§ **Task**
Could you reproduce the rows verbatim, from the first one through the line that contains "584 127 804 329", including that line, and omit the pictures?

>> Start

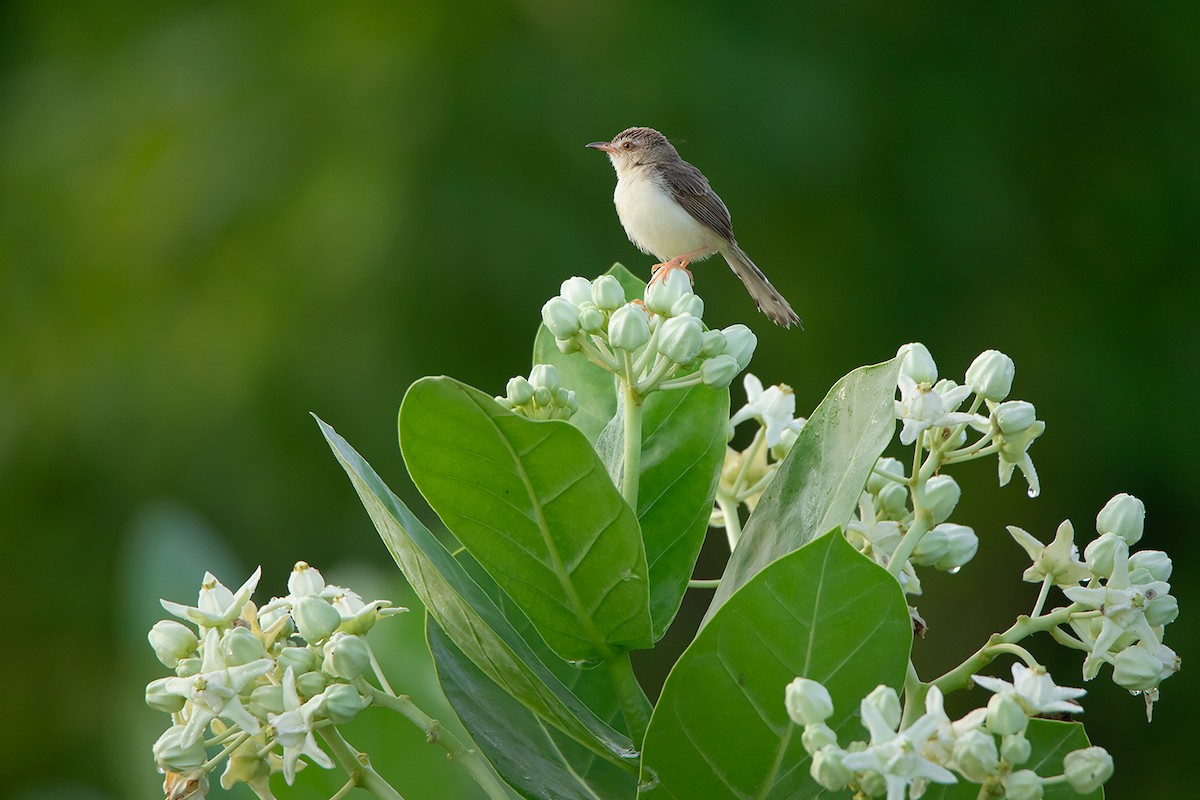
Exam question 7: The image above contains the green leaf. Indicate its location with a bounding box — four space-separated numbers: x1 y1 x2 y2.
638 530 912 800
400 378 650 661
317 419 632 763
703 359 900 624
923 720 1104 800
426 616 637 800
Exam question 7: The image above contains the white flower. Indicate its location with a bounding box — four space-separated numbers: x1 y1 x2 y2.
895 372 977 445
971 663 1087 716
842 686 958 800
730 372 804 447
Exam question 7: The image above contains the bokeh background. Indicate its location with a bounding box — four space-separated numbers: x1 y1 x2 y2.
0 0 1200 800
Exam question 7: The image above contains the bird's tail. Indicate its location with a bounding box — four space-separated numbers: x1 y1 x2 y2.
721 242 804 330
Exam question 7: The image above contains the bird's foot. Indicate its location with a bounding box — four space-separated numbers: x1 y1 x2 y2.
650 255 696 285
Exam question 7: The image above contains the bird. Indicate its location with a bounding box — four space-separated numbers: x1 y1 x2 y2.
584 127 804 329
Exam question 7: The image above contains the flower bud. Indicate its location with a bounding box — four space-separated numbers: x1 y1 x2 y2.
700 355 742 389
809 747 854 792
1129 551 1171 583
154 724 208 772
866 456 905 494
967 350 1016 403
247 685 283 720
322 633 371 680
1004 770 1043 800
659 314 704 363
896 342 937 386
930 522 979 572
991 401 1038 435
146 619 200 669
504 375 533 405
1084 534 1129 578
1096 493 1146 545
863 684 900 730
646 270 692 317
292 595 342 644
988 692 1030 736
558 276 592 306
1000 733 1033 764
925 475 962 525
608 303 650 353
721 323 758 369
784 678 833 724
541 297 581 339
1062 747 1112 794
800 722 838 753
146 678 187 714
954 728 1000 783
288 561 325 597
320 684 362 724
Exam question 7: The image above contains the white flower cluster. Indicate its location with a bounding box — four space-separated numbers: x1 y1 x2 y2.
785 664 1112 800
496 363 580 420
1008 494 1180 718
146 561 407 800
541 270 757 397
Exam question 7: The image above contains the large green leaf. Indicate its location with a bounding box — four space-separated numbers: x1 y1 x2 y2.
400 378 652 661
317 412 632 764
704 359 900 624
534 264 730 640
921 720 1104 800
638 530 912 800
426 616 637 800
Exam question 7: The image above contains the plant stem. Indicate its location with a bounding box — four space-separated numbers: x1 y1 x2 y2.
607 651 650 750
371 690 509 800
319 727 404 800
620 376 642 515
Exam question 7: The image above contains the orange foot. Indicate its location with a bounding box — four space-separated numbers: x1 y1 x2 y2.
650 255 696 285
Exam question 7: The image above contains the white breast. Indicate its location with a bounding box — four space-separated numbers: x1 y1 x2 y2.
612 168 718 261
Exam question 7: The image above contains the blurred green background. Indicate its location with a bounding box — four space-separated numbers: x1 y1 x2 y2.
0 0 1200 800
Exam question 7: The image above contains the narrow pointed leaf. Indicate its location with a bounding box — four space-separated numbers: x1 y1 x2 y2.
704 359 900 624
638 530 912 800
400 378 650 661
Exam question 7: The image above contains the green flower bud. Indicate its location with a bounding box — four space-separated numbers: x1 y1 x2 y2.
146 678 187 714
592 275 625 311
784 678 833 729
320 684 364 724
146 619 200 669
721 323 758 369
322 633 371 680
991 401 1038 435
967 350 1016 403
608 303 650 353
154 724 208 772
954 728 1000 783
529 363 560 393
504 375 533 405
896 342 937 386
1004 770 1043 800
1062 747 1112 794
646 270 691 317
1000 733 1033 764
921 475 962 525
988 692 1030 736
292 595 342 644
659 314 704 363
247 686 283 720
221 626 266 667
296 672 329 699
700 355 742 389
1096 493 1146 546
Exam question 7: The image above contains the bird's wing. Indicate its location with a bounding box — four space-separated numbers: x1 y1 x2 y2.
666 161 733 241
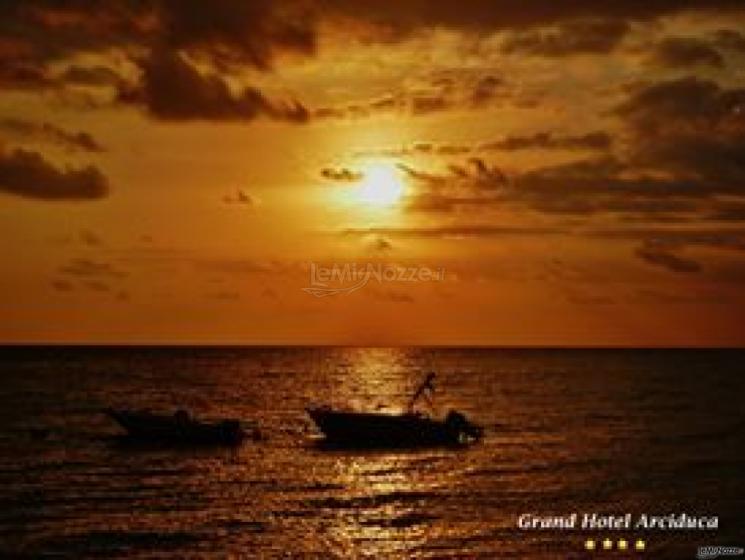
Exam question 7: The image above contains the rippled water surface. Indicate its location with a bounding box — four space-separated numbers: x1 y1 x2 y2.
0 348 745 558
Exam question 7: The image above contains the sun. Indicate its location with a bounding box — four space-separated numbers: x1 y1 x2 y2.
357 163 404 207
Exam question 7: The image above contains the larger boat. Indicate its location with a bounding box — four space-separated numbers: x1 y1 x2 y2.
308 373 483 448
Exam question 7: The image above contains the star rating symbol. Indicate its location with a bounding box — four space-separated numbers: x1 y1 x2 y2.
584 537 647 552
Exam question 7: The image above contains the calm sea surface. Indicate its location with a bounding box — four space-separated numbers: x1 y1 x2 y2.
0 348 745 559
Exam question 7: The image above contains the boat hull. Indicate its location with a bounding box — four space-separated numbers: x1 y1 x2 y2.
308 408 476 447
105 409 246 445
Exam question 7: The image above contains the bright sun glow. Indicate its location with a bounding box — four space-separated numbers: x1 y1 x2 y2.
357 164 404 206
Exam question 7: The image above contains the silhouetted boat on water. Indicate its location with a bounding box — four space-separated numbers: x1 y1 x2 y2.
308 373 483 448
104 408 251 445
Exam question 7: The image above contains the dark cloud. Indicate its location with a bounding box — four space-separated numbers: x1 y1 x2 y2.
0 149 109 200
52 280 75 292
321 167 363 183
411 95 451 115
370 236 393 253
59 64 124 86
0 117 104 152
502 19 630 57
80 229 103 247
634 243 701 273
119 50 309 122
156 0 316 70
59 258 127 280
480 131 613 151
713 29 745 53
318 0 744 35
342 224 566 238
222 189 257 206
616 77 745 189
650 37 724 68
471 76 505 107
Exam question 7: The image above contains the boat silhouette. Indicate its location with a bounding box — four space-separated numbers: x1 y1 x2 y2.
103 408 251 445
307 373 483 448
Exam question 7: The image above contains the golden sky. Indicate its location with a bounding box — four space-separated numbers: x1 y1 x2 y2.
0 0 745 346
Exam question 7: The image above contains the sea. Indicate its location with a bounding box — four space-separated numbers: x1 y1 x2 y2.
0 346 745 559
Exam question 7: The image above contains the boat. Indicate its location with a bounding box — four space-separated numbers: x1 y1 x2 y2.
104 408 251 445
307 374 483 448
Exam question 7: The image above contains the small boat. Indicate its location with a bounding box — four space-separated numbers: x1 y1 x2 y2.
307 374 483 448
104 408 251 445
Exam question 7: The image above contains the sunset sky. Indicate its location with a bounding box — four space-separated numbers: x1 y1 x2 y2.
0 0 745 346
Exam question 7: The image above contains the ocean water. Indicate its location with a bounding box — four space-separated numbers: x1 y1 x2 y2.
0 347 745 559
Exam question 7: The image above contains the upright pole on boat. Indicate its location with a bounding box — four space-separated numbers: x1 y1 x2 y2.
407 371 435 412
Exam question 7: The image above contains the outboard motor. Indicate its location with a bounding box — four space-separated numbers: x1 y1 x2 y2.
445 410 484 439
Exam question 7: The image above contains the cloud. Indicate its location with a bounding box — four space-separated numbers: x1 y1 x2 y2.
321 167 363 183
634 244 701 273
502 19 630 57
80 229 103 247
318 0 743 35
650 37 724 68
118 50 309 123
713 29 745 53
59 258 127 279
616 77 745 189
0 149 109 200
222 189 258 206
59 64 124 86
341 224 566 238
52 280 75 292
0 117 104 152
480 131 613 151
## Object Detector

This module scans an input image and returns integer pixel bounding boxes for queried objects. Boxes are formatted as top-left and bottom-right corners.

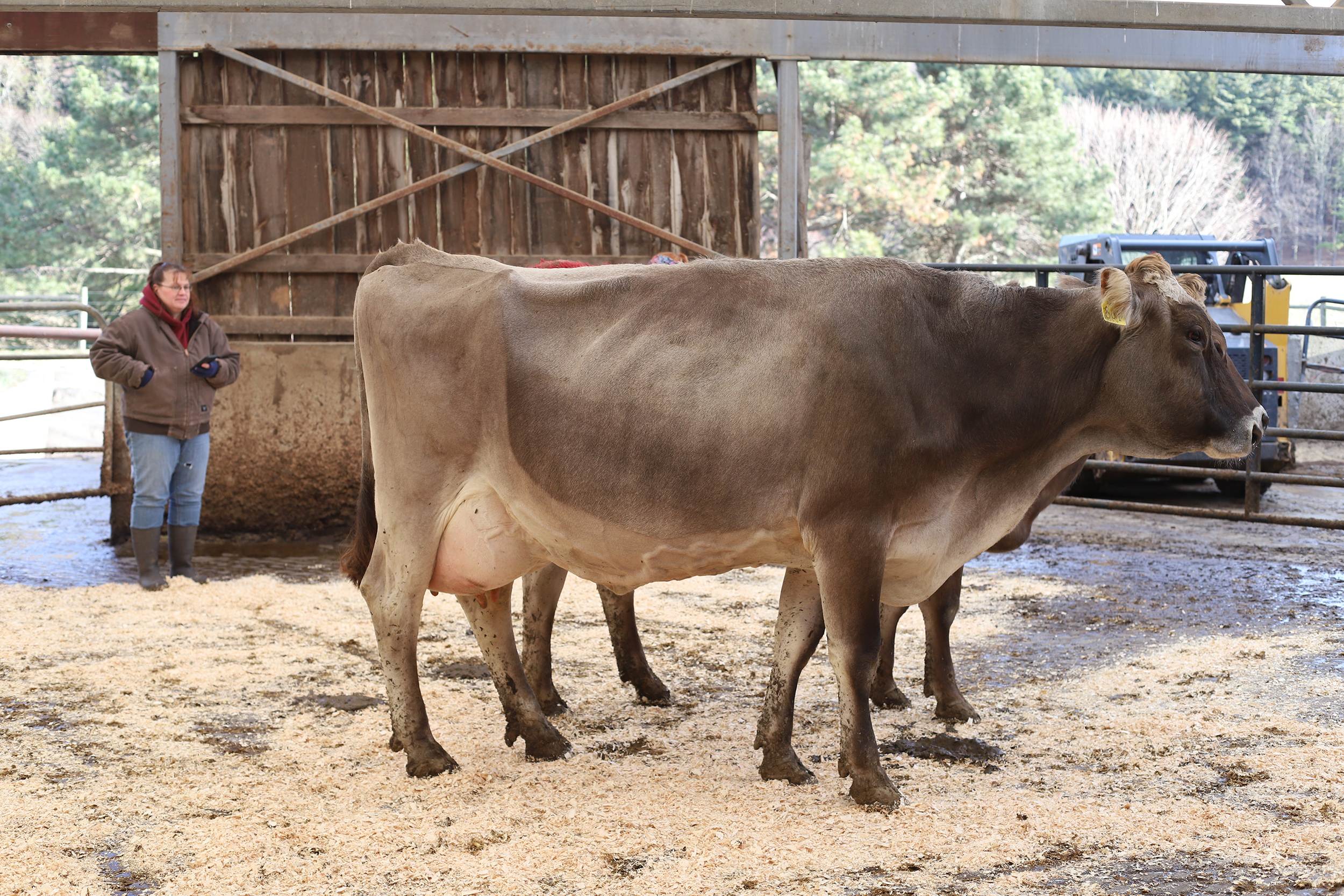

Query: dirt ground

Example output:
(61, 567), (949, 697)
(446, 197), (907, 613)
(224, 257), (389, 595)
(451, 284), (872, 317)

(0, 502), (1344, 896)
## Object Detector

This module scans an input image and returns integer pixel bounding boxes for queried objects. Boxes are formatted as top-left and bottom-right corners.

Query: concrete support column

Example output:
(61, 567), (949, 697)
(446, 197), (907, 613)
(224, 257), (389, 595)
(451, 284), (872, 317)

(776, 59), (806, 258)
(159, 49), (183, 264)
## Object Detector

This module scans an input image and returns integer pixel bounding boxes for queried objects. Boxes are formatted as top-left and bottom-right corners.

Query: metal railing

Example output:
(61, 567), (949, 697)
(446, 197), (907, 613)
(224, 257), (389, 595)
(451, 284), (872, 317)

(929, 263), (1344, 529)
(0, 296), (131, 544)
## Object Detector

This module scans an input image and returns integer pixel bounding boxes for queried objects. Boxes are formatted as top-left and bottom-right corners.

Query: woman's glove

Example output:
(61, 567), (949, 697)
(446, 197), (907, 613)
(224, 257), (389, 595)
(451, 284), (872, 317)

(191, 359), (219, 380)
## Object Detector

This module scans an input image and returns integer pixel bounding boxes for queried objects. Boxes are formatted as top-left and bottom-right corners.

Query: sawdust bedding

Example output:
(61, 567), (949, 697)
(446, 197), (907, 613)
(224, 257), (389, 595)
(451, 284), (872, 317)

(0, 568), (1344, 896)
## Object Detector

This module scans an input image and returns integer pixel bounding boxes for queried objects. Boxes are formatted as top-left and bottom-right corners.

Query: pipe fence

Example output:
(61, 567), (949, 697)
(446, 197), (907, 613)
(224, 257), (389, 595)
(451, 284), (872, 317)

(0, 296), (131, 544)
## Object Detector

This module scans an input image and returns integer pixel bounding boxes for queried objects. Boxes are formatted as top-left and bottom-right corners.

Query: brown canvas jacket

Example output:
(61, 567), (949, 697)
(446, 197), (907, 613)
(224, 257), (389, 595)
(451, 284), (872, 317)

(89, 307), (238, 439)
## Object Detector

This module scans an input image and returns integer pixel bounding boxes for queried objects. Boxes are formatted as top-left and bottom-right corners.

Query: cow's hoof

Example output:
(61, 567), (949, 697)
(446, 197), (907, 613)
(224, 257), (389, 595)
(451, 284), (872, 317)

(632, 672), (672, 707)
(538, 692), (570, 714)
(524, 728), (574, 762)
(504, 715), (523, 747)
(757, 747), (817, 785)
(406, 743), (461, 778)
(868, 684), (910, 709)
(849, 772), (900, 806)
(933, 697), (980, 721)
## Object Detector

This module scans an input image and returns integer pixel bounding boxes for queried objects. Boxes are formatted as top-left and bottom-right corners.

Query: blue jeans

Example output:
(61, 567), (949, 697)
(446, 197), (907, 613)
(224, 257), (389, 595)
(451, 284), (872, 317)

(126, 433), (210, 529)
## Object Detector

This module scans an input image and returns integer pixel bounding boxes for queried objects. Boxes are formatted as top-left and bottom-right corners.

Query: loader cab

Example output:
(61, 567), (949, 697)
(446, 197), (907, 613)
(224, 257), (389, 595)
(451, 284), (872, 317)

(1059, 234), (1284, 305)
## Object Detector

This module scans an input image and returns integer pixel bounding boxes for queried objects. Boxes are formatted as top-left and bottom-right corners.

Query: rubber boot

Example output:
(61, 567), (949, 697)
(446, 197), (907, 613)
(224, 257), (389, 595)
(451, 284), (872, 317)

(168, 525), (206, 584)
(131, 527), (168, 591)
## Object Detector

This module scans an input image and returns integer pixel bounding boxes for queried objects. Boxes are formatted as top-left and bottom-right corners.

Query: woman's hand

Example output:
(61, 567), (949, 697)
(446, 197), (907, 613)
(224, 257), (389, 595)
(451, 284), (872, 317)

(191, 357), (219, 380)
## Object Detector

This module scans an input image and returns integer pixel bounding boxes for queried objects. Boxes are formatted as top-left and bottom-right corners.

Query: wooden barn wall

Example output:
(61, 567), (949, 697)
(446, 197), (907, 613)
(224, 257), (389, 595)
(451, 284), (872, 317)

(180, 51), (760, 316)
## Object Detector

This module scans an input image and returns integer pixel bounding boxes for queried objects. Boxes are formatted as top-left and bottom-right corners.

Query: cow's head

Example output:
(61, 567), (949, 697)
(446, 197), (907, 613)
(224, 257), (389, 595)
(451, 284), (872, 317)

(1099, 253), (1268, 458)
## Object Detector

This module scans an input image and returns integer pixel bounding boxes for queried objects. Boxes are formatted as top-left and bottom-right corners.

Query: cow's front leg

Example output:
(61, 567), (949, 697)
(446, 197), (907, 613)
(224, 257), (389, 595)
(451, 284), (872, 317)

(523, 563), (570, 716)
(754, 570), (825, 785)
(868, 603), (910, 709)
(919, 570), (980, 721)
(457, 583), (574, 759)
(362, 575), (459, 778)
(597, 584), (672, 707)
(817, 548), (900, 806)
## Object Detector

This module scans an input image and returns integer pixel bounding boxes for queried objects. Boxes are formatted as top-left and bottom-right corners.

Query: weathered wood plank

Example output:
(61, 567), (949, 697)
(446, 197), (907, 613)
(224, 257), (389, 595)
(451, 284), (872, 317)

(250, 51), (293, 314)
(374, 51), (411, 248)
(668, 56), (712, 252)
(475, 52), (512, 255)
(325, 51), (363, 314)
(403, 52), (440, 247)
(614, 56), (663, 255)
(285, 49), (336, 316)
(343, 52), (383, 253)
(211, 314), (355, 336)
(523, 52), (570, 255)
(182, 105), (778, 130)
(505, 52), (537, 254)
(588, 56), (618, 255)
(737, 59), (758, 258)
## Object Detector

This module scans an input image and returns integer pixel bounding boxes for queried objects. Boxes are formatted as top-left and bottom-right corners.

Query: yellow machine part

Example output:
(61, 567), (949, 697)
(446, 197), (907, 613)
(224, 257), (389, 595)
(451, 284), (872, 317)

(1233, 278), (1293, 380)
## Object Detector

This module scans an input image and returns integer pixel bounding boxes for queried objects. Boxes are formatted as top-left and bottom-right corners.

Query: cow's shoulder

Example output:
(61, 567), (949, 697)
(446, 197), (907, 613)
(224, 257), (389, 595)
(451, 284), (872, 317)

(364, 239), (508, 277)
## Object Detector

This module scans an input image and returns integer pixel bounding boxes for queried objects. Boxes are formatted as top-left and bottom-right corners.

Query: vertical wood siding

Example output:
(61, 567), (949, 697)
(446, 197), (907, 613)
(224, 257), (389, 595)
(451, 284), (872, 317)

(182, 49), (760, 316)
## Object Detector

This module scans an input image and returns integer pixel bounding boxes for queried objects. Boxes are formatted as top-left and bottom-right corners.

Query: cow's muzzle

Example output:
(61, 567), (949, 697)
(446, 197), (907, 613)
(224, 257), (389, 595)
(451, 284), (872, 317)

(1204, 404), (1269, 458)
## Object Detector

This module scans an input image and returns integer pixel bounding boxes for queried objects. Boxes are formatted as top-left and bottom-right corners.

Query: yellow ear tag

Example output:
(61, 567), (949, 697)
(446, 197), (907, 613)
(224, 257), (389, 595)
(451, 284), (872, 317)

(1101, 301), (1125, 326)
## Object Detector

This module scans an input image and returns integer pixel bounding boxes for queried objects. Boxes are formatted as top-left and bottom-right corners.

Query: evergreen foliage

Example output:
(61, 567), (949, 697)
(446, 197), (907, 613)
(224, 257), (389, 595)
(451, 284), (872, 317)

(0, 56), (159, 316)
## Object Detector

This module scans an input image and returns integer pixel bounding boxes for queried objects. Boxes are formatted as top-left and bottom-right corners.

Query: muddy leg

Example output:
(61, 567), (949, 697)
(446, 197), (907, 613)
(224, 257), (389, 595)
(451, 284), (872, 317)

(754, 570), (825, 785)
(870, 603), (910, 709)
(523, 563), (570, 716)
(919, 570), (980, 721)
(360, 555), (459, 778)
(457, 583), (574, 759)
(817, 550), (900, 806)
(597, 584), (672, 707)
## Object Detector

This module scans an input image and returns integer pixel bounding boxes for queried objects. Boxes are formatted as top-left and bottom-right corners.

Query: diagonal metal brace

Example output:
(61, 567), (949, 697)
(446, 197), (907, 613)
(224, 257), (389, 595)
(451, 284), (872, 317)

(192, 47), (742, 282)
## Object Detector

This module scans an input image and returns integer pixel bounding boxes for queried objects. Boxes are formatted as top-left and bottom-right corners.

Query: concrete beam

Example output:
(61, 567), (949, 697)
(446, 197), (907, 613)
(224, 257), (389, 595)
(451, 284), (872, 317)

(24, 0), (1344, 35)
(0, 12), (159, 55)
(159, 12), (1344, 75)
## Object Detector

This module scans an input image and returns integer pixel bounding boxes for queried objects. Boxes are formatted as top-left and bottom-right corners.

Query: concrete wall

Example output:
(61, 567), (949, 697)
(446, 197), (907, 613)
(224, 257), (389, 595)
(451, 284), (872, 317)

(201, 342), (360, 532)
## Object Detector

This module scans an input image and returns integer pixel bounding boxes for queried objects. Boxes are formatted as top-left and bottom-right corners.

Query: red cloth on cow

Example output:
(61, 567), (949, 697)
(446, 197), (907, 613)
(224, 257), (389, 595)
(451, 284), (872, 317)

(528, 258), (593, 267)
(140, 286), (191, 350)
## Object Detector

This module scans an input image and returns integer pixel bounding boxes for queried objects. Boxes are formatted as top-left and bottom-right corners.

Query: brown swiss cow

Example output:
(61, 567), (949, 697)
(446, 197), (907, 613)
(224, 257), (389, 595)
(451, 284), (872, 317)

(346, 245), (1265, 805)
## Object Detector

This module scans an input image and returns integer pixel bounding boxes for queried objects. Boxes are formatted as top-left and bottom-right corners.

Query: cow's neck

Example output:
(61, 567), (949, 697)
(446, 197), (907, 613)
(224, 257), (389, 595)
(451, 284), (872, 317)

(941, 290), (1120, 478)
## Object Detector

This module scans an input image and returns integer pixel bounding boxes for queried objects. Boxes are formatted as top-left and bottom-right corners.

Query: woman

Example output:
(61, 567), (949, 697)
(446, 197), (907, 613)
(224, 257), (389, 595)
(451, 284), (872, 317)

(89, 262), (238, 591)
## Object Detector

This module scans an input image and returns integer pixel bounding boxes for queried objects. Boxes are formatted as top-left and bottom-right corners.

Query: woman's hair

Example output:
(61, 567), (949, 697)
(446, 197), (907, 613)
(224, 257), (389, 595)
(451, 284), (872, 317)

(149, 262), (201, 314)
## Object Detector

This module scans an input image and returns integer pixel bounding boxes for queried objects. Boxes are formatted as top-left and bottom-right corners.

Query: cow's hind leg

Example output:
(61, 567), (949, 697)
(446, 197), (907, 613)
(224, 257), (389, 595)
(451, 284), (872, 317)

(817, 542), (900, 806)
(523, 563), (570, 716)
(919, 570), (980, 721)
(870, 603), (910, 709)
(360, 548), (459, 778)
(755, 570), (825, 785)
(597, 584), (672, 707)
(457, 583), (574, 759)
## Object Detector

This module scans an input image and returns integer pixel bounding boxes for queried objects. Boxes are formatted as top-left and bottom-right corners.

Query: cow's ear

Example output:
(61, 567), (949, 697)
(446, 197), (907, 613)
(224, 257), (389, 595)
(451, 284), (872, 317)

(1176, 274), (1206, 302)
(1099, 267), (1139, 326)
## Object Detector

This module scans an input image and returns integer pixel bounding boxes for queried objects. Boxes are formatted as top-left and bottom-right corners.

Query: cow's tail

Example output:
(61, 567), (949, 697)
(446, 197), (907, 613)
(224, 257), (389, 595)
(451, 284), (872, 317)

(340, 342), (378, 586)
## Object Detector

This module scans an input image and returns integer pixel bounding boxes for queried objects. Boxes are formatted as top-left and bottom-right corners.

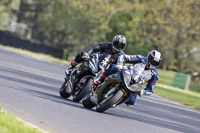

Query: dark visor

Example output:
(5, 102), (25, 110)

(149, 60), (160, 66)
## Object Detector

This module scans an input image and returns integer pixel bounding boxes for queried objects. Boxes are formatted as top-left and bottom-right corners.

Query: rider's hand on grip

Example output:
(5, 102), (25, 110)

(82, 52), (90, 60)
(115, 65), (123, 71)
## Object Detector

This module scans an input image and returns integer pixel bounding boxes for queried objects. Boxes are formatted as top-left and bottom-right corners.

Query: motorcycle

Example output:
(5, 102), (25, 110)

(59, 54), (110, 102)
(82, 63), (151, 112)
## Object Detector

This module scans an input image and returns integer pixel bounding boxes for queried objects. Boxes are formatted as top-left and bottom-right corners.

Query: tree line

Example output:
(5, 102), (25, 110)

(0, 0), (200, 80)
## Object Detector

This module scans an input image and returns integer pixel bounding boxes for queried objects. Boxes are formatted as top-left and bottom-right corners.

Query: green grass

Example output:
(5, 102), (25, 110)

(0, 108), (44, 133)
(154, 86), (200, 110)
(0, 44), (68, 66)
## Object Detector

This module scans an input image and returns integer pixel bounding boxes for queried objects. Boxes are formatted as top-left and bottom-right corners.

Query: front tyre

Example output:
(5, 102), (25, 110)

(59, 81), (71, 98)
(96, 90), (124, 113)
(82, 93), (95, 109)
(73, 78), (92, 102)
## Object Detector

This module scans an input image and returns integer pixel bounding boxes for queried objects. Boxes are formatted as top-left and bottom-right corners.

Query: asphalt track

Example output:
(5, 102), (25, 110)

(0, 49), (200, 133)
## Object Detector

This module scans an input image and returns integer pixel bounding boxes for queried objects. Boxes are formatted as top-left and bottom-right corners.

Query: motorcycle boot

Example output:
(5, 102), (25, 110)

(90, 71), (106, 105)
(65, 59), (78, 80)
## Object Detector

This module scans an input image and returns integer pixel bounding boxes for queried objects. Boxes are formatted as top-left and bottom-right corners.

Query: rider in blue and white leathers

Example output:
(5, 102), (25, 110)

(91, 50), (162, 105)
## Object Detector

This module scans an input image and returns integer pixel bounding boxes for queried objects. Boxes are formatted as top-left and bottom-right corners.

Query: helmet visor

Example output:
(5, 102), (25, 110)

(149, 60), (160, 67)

>> End

§ **Answer in full**
Exam question 7: The image above contains the green leaf. Indicate its location with a bounding box — four space-separated numbers: x1 y1 x2 y2.
638 530 912 800
400 378 650 661
317 419 632 763
703 359 900 624
923 720 1104 800
426 616 637 800
Exam question 7: The image above contains the white flower. Indicate its location with a bounding box — four space-separated numbers: x1 y1 x2 y2.
895 372 977 445
971 663 1087 716
842 686 958 800
730 372 804 447
Exam question 7: The image above contains the bokeh background. Indicate its location with a bounding box — four space-separated numbers: x1 y1 x2 y2.
0 0 1200 800
Exam question 7: The image above contains the bird's tail. Indicate its location with a bounding box — four space-separated numbers: x1 y1 x2 y2.
721 242 804 330
Exam question 7: The image above contains the bird's foot. Indicate its location with a bounding box — four space-separated numbers: x1 y1 x2 y2.
650 255 696 285
Exam question 7: The image above contains the bird. Indicate its location with a bounding box — four space-separated numbers: x1 y1 x2 y2.
584 127 804 329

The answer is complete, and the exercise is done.